(Labeled-object pointing entries)
------------------------------------

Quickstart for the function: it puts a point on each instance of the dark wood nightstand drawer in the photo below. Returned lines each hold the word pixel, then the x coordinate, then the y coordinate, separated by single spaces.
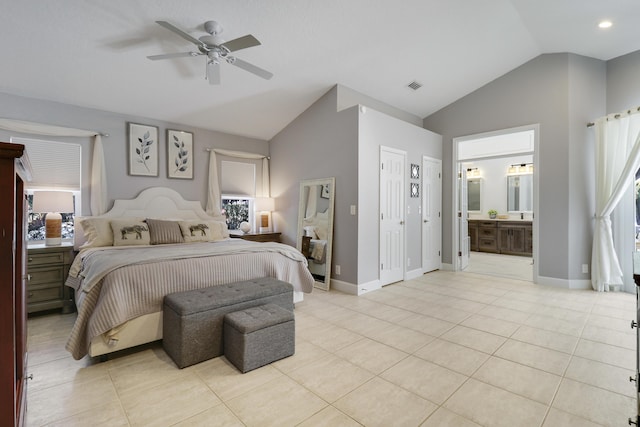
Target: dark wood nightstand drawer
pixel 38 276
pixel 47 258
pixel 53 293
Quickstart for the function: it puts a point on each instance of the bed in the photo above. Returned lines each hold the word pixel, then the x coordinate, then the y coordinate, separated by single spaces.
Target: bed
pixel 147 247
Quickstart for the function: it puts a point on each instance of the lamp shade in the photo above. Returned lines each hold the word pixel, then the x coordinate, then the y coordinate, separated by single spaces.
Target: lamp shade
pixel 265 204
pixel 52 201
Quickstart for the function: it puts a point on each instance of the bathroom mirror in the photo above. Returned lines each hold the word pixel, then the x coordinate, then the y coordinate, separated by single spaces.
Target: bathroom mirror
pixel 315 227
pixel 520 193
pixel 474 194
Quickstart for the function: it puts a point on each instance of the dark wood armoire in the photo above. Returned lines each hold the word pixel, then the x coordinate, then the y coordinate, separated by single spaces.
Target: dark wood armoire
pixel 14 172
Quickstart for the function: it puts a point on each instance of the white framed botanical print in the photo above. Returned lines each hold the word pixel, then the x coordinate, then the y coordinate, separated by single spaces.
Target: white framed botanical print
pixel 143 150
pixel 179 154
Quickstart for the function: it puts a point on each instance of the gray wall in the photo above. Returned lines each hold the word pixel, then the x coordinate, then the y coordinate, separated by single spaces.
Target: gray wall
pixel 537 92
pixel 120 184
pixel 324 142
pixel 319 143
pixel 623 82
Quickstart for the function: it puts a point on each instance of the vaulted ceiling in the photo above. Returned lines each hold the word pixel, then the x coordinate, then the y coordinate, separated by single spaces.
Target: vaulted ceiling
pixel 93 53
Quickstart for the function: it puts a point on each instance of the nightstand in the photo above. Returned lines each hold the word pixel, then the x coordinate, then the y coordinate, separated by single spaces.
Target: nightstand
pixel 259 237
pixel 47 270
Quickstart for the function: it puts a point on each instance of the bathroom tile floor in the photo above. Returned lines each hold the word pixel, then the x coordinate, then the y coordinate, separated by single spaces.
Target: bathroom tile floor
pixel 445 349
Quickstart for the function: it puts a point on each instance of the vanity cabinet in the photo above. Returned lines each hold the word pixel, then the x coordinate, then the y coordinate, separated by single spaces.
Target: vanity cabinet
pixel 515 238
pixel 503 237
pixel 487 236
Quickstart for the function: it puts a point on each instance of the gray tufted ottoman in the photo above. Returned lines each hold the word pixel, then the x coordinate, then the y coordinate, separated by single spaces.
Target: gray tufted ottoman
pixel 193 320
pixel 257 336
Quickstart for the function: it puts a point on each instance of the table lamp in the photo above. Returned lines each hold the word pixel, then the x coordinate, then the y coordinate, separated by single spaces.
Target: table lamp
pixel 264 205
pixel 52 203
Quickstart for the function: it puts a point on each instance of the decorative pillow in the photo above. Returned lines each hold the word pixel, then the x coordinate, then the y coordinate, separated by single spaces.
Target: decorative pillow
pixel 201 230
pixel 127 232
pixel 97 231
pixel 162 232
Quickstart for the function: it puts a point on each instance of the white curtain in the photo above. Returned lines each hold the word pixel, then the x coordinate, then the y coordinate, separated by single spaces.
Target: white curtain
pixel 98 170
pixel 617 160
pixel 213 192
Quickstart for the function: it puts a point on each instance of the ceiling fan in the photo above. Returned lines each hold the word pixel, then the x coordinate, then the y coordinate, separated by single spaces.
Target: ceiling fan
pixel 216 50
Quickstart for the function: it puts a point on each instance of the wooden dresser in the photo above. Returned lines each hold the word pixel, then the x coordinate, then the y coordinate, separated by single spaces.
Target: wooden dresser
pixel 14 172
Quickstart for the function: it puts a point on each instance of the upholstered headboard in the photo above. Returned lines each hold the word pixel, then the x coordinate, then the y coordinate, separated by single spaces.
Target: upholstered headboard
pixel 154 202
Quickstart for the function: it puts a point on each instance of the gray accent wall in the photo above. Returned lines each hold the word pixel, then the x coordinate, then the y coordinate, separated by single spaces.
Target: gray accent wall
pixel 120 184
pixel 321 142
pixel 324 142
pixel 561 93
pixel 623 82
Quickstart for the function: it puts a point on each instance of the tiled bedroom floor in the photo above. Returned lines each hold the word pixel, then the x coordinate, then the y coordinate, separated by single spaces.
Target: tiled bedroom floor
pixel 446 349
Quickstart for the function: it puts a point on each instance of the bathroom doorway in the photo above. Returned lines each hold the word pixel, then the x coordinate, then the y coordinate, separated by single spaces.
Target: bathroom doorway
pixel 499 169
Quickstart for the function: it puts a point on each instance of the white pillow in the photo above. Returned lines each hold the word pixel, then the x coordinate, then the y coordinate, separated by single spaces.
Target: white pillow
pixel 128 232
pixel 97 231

------------------------------------

*Your goal*.
Please extract every line above word for word, leaving the pictures out of your answer.

*Final answer*.
Quickstart for the function: it puts a point on each instance of the dark wood nightstand drawer in the photo below. Returned lines each hold the word pixel, then the x coordinate, then the y coordinate, separated by single spaces.
Target: dark wood nightstand drawer
pixel 38 276
pixel 47 258
pixel 53 293
Quickstart for the function: it puts a point on each instance of the bed in the photo above. Returned lines each hold the word pixel, then the x coordinate, then the y coordinate, separated by single spaces.
Target: bed
pixel 147 247
Quickstart for the function: it puts a point on each instance of the lamp shade in the photo above. Returned lines each hold the word pixel, then the x coordinate, then the y coordinate, separated by single spaces.
Target: lamp shade
pixel 265 204
pixel 52 201
Quickstart for the function: it puts a point on each instance of the bathroom mirror in the photo above. Returned lines each hold the word pixel, then the x coordinate, then the y coordinate, separated by single spaces.
Target: bathroom mirror
pixel 315 227
pixel 520 193
pixel 474 194
Quickstart for the function: it puts a point on each instance of the dark wood armoire in the photo above. Returned lines each hold the word pixel, then the x coordinate, then the y coordinate, separated by single spaces.
Target: dark wood armoire
pixel 14 172
Quickstart for the function: it puts a point on each instance of the white framed botanical print in the photo above. Returned lines each hold the word pixel, then the x coordinate, then the y coordinate, separated by single spaces.
Target: white framed botanical print
pixel 143 150
pixel 179 154
Quickstart for the function: it puts a point on each instance of the gray wall in the photo above. Returned lines each hold the word pixel, then the x coordinate, then the y coordinate, separated by single spaces.
Target: gray wall
pixel 537 92
pixel 120 184
pixel 324 142
pixel 319 143
pixel 623 82
Quickstart for the function: it puts a point on each instance of the vaulted ceiling in the photo above. Returned lines each hold the word pixel, then the x coordinate, then the y coordinate, separated by single spaces.
Target: vaulted ceiling
pixel 93 53
Quickstart for the function: it puts a point on each instance of the nightstand in the photo above. Returned lines each hold the word pixel, then the x coordinate, then the y coordinate, separated by single spaces.
Target: nightstand
pixel 259 237
pixel 47 270
Quickstart for the function: it puts a point on each instance of the bathroom tile floor in the photo above. Returned lines each hold the word pixel, then the x coordinate, then the y coordinate, separated by single spaces.
Target: bathroom tile floor
pixel 445 349
Quickstart for the function: it puts a point on each instance of the vanity cabinet in the photo above. Returned lines each hold the word pixel, then the x coordinate, then the y coordinate, separated by single spaces.
Target: vanity cabinet
pixel 515 238
pixel 503 237
pixel 487 236
Quickstart for the function: it puts a point on each instance of the gray tufted ottoman in the photo above. Returned lines each hold the word pixel, then the x coordinate, then the y coordinate, separated by single spaces.
Target: gray tufted ottoman
pixel 193 320
pixel 257 336
Quickstart for the function: it puts a point on each instance of the table lamp in the photo above. Returned lines each hold the word pixel, then the x coordinate, then the y coordinate, separated by single spaces.
Target: table lamp
pixel 264 205
pixel 52 203
Quickstart for the function: it puts a point on each instance of the decorative pillow in the photo above. Returned lines each hold the word pixel, then the x coordinate, then the y coordinate, separated by single spaces.
Target: decorative pillow
pixel 201 230
pixel 127 232
pixel 97 231
pixel 162 232
Quickstart for the function: it puts a point on each instance of the white curtain in the photo above. Returned lines each hold the word pixel, then the x coordinate, then the y coordinate, separated by single spaces.
Target: white curtain
pixel 98 170
pixel 617 160
pixel 213 192
Quickstart for the function: it puts a point on each instance of the ceiling fan in the photo above. Returned lines each hold the word pixel, then the x coordinate, then the y coordinate, separated by single spaces.
Target: ceiling fan
pixel 216 50
Quickstart for the function: it puts a point on each instance of the wooden dresser in the photo above. Returned lines each hold the word pixel, then the x coordinate, then the y coordinate, separated by single spaces.
Target: wooden dresser
pixel 14 172
Quickstart for the function: it puts a point on each instance of the upholstered headboard in the photo above. Returned lines each hold the word pixel, then the x coordinate, then the y coordinate, separated by single spaces.
Target: upholstered headboard
pixel 154 202
Quickstart for the function: it puts a point on each instance of the gray accent wall in the photo above. Returned lines each hold the word pixel, then the x coordinate, then the y coordinate, separated by single spaces.
Target: gray accent wall
pixel 120 184
pixel 321 142
pixel 324 142
pixel 561 93
pixel 623 82
Quickstart for the function: it puts a point on each instance of the tiled bedroom floor in the photo above. Returned lines each hold the word pixel, then the x coordinate, then the y coordinate, separated by single spaces.
Target: tiled bedroom floor
pixel 446 349
Quickstart for the function: it puts a point on each instance of the bathroom doorway in the photo above. Returned lines each hold the word pixel, then the x coordinate, then the y coordinate, separated by single spaces.
Target: bathroom doorway
pixel 499 169
Quickstart for the function: it puts a point on each instance of the white pillow in the photo above. Returned lines each hold the word pixel, then the x coordinate, then the y coordinate, separated by single spaces.
Target: white pillow
pixel 128 232
pixel 97 231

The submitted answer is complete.